- Genre: Documentary
- Presented by: Stefan Gates
- No. of series: 3

Original release
- Network: BBC Two
- Release: March 2008

= Cooking in the Danger Zone =

British television series

Cooking in the Danger Zone is a documentary television series produced by the BBC and presented by Stefan Gates.

In each film food writer Gates explores unusual food stories in some of the world's more dangerous places. He uses food to explore and understand people's culture and the challenges they face. He has eaten such obscure foods as rat in India, baby seal in the Arctic and radioactive soup in Chernobyl.

Series three completed filming in October 2007 and it aired on BBC Two in March 2008.

== Episodes ==

===Series One===

====Afghanistan====

Stefan cooks his way around Afghanistan, finding out how the country's reconstruction is going. He samples the testicles of the legendary fat-tailed sheep, known to the locals as the "Afghan Viagra"; narrowly avoids being blown up by abandoned Soviet Scud missiles; and has dinner with a former Taliban commander.

====South Korea====

Stefan's in South Korea to find out whether there's anything wrong with eating dogs. He visits a farm where over 2000 dogs are raised for their meat, picks up a few recipes from "Dr Dogmeat", and hears allegations that dogs are tortured to death.

====Uganda====
18 July 2006

Gates visits refugee camps in war-torn Northern Uganda, to find out how people survive on meagre UN food rations. The UN gives them just 60% of their daily needs.

====Fiji and Tonga====

Gates visits the South Pacific to find out why they are over-eating. In Tonga he finds the fattest people on earth (91% are overweight). In Fiji, he tries the local inebriant kava kava and slaughters a piglet for lunch.

====China====
25 July 2006

Gates finds how the rapid pace of modernisation is changing the way people eat. He spends a day working at the Kung Fu fast food joint, samples the menu of a Beijing restaurant, and attempts to shake off his Communist party minders to talk to one of China's poverty-stricken farmers.

===Series Two===

====Chernobyl====

Gates visits the site of the world's worst ever nuclear disaster to discover how people have survived in its aftermath. Inside the Exclusion Zone, deemed too dangerous to live in, he finds, amongst the ghost towns, a handful of people who have moved back in illegally and live on dangerously contaminated land.

====Arctic====

Gates visits the Arctic Circle to spend time with the Inuit living on some of the harshest terrain in the world. He is taken on a seal hunt and tried the local delicacy: eighteen-month-old rotten walrus.

▶ [Problem A]:
Answer these about the Cooking in the Danger Zone article:
(i) Which network aired the series?
(ii) How many dogs are raised for meat at the farm visited in South Korea?
(iii) What share of people in Tonga are overweight?
▶ [Problem B]:
Could you write the next part of the Cooking in the Danger Zone article, starting after its final sentence?
The rows have nothing to do with the article on Cooking in the Danger Zone.

▶ [Supplied data]:

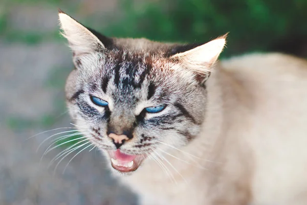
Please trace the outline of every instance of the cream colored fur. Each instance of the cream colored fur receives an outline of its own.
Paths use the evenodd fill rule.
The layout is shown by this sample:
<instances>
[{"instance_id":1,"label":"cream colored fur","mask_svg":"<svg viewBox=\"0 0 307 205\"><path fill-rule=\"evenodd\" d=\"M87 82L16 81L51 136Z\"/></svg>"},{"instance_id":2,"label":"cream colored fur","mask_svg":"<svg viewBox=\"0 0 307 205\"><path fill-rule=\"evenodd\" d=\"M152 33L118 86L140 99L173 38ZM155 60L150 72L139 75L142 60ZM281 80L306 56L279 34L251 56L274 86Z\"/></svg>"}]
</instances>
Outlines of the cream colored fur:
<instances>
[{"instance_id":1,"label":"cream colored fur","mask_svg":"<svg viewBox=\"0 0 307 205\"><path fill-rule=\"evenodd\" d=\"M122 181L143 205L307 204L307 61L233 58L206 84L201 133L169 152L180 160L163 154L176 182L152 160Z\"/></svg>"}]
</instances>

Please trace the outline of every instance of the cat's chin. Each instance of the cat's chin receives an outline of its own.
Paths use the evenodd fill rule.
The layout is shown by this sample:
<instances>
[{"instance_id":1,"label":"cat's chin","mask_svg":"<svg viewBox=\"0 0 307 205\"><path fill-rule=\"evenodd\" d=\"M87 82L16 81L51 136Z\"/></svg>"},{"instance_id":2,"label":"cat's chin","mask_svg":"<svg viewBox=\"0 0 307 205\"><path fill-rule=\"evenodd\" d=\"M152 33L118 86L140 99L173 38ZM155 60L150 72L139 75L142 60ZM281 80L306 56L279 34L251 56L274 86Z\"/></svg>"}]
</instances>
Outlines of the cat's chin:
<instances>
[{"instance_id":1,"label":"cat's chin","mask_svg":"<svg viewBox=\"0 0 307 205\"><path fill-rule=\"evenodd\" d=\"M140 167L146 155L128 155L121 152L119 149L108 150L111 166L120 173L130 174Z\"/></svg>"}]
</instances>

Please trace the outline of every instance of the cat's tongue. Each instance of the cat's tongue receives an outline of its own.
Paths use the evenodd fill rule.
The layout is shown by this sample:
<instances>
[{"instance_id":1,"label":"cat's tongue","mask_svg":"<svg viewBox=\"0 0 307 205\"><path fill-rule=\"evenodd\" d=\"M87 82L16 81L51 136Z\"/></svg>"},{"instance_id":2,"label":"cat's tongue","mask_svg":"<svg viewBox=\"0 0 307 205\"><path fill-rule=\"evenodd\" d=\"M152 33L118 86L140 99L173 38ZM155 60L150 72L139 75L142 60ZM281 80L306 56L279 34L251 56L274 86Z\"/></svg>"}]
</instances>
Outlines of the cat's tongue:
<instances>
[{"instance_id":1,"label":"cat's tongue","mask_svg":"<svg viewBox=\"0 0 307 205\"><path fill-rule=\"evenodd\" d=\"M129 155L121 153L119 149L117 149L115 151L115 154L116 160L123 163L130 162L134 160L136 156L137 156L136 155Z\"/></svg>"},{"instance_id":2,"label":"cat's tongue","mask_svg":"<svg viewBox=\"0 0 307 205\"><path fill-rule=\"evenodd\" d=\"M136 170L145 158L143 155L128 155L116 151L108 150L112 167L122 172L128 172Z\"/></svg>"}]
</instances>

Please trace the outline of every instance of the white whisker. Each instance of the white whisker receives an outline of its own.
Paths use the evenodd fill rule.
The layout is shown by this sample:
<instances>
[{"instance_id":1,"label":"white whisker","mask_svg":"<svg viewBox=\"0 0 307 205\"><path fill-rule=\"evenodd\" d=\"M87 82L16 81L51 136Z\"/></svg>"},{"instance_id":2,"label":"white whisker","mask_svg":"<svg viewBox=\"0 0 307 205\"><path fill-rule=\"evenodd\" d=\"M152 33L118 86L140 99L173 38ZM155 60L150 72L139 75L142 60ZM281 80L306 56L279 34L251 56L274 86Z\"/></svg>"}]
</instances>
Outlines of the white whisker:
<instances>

▶ [Output A]:
(i) BBC Two
(ii) Over 2000
(iii) 91%

▶ [Output B]:
====India====

Gates visits the state of Bihar, India's poorest state to meet the Dalits, or "Untouchables". These are the lowest group in the Indian caste system. He helps a dalit girl make dung cakes for fuel. Gates joins them as they are about to tuck into one of their few sources of protein: roasted rat which they catch themselves. Otherwise they survive on rice and little else. He then meets the private militia of the landowners in Bihar, who have hired the men to protect their properties from the dalit labourers, who they accuse of stealing from them in communist agitations.

Gates then travels west across India by rail towards Mumbai, where he talks to people living in the slums of Mumbai, particularly Biharis who have immigrated in an attempt to make a better living. He talks to a dalit dabawalla, a person who carries lunches from people's homes to their offices at midday. Indians prefer their lunches to be freshly cooked and home-made by their wife or mother, thus creating such an occupation.

====Venezuela====

Gates finds a country divided between rich and poor and the country's president, Hugo Chávez, using food handouts as part of his socialist revolution. He helps out in one of the soup kitchens providing food to the poor and he also visits a subsidized food shop where the food is quickly running out much to the anger of those waiting in line. He then travels into the hinterland where he finds the ranch owners furious as Chávez has encouraged the poor to take some of their land and farm it themselves.

====Burma====

Gates spends two weeks in the jungle with the Karen people who are being hunted by the Burmese army who are starving them out of their villages. Land mines are placed in the fields making it too dangerous to harvest any crops.

===Series Three===

====Israel and the West Bank====
Gates finds that in Israel and the West Bank, the conflict is rooted in land and expressed in food.